* **What is being asked**:
Render the stretch from the line containing "Reviewer check: every instance of the player's" through the end of the records as a numbered list, leaving out blank lines.

═════ Dataset extract ═════

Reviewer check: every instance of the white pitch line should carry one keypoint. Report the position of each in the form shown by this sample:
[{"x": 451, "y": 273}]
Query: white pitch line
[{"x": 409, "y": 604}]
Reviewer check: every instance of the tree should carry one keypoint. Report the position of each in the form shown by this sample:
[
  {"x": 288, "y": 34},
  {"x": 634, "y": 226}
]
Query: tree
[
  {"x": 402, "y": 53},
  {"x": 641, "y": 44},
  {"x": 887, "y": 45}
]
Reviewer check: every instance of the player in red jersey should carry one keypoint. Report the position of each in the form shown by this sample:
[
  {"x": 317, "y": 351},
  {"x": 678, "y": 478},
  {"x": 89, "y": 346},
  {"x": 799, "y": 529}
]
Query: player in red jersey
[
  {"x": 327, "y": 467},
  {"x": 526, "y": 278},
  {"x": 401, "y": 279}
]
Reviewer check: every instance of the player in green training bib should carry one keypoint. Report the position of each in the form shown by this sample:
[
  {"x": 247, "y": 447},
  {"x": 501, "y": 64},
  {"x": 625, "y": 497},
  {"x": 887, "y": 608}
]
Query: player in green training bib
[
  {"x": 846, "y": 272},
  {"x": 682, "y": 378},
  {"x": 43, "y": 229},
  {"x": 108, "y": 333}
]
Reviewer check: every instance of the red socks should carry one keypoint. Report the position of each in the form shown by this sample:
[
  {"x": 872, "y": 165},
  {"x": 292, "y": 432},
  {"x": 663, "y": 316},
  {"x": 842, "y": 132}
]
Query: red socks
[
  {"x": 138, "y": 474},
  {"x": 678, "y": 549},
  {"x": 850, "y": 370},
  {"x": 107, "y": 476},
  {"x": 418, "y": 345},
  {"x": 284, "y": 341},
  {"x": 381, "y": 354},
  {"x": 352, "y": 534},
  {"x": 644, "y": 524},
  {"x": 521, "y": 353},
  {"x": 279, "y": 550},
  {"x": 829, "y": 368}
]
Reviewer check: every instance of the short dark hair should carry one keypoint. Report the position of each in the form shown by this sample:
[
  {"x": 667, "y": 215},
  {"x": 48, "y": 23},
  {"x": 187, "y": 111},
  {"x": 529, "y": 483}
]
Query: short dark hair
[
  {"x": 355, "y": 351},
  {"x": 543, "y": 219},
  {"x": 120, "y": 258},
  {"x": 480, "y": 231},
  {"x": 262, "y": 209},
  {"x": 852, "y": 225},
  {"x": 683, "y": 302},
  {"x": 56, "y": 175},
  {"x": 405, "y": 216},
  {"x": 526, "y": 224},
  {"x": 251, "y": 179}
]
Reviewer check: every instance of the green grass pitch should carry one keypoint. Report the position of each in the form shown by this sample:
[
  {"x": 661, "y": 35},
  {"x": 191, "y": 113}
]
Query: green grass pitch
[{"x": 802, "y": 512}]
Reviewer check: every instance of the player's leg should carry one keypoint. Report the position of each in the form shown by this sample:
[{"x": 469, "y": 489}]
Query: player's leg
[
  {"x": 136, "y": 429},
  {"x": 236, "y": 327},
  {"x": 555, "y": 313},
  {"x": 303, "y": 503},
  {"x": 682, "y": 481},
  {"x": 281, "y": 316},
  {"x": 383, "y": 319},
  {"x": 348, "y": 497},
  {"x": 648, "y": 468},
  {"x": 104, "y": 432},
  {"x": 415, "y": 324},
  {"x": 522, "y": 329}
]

═════

* **Full output**:
1. Reviewer check: every instance of the player's leg should carry one keypoint. Report the position of each in the form shown by this sample:
2. [{"x": 469, "y": 489}]
3. Query: player's leg
4. [
5.   {"x": 136, "y": 429},
6.   {"x": 236, "y": 327},
7.   {"x": 555, "y": 313},
8.   {"x": 303, "y": 503},
9.   {"x": 682, "y": 481},
10.   {"x": 281, "y": 316},
11.   {"x": 383, "y": 319},
12.   {"x": 348, "y": 497},
13.   {"x": 648, "y": 468},
14.   {"x": 104, "y": 432},
15.   {"x": 415, "y": 324},
16.   {"x": 522, "y": 329}
17. ]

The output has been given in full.